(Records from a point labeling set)

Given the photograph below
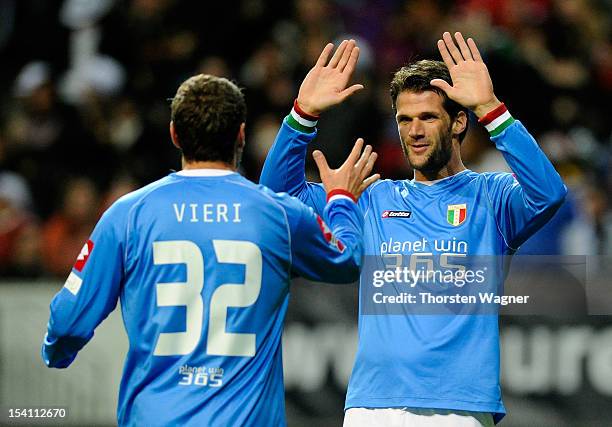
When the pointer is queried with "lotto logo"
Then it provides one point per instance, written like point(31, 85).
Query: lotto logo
point(83, 256)
point(397, 214)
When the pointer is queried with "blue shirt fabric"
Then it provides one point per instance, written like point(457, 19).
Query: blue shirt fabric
point(434, 361)
point(202, 266)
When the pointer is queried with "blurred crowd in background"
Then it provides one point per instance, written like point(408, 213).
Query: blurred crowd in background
point(85, 88)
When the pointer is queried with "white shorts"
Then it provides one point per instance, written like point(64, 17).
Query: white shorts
point(415, 417)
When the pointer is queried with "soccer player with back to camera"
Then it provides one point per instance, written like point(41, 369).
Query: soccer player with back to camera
point(201, 261)
point(438, 369)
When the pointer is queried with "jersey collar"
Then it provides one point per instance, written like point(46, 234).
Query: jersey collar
point(205, 172)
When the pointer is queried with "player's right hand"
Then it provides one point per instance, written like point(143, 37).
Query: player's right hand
point(352, 176)
point(325, 85)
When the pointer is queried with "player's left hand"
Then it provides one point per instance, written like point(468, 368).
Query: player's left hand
point(326, 84)
point(472, 86)
point(352, 176)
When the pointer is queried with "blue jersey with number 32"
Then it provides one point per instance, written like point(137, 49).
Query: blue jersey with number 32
point(201, 263)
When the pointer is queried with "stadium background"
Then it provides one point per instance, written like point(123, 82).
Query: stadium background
point(84, 88)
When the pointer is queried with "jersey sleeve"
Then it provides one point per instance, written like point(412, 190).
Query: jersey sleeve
point(285, 166)
point(525, 200)
point(328, 248)
point(89, 294)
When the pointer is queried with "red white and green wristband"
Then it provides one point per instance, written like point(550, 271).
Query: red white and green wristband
point(339, 193)
point(497, 120)
point(300, 120)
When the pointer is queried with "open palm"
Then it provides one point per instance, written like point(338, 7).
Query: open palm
point(325, 85)
point(472, 86)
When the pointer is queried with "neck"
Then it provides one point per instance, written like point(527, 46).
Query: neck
point(207, 165)
point(454, 166)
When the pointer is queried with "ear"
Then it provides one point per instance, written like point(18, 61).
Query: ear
point(460, 123)
point(174, 136)
point(241, 136)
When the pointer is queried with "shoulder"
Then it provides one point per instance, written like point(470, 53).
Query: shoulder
point(497, 178)
point(284, 201)
point(120, 209)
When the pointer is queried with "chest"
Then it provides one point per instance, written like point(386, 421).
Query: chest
point(405, 221)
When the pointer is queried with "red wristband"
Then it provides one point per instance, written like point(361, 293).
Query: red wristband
point(341, 192)
point(492, 115)
point(303, 113)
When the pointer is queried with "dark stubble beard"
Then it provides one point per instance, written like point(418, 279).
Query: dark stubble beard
point(438, 158)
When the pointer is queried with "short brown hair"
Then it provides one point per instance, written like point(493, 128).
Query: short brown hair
point(207, 112)
point(416, 77)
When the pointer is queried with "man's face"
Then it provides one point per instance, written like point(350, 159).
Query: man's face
point(425, 130)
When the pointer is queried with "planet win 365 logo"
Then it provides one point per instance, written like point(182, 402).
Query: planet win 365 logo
point(396, 214)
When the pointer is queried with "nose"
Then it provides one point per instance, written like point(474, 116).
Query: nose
point(416, 129)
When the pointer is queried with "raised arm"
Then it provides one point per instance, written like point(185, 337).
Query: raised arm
point(330, 248)
point(325, 85)
point(524, 202)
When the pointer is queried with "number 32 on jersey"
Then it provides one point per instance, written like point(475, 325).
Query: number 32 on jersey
point(189, 295)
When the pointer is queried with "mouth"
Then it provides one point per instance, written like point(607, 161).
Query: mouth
point(419, 148)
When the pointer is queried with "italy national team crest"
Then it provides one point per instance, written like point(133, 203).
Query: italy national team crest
point(456, 214)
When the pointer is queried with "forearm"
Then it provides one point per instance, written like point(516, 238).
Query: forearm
point(284, 168)
point(541, 184)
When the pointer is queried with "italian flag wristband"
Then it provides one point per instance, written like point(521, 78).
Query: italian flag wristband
point(340, 194)
point(497, 121)
point(300, 120)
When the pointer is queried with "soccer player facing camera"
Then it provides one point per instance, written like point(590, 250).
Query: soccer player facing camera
point(201, 261)
point(442, 369)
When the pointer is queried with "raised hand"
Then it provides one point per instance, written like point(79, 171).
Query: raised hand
point(472, 86)
point(325, 85)
point(352, 176)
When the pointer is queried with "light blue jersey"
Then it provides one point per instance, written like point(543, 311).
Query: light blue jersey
point(201, 261)
point(436, 360)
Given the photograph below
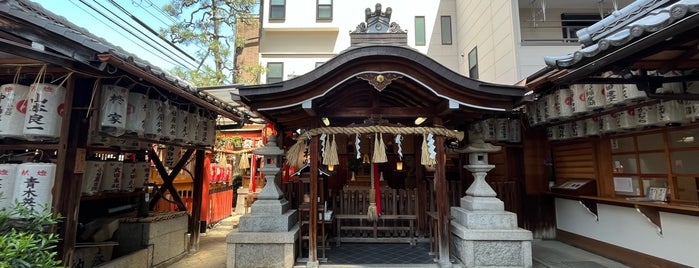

STATED PROBLEM = Replace every "pointer" with "locator" in the stretch from the first line through the line containing "point(438, 369)", changing nothing else. Leave the picture out.

SOLUTION TO THE EXERCISE =
Given the photograph below
When the locator is queried with "lotto logo"
Then it provides one point per instance, written like point(31, 85).
Query: lotto logo
point(83, 256)
point(397, 214)
When the locator is queried with "blue shirt fabric"
Then it provides one point per instance, written like point(457, 19).
Query: blue shirt fabric
point(434, 361)
point(202, 266)
When the locator is queried with "blurred crowd in background"
Then it provides one point per instance, written like point(408, 213).
Query: blurred crowd in background
point(85, 88)
When the locator is queried with "white shorts"
Then it provides one point per instance, written like point(64, 17).
Query: white shorts
point(415, 417)
When the locator is queried with "soccer player with back to camera"
Then it provides one point per instance, written like point(41, 369).
Query: soccer player with back to camera
point(201, 261)
point(438, 369)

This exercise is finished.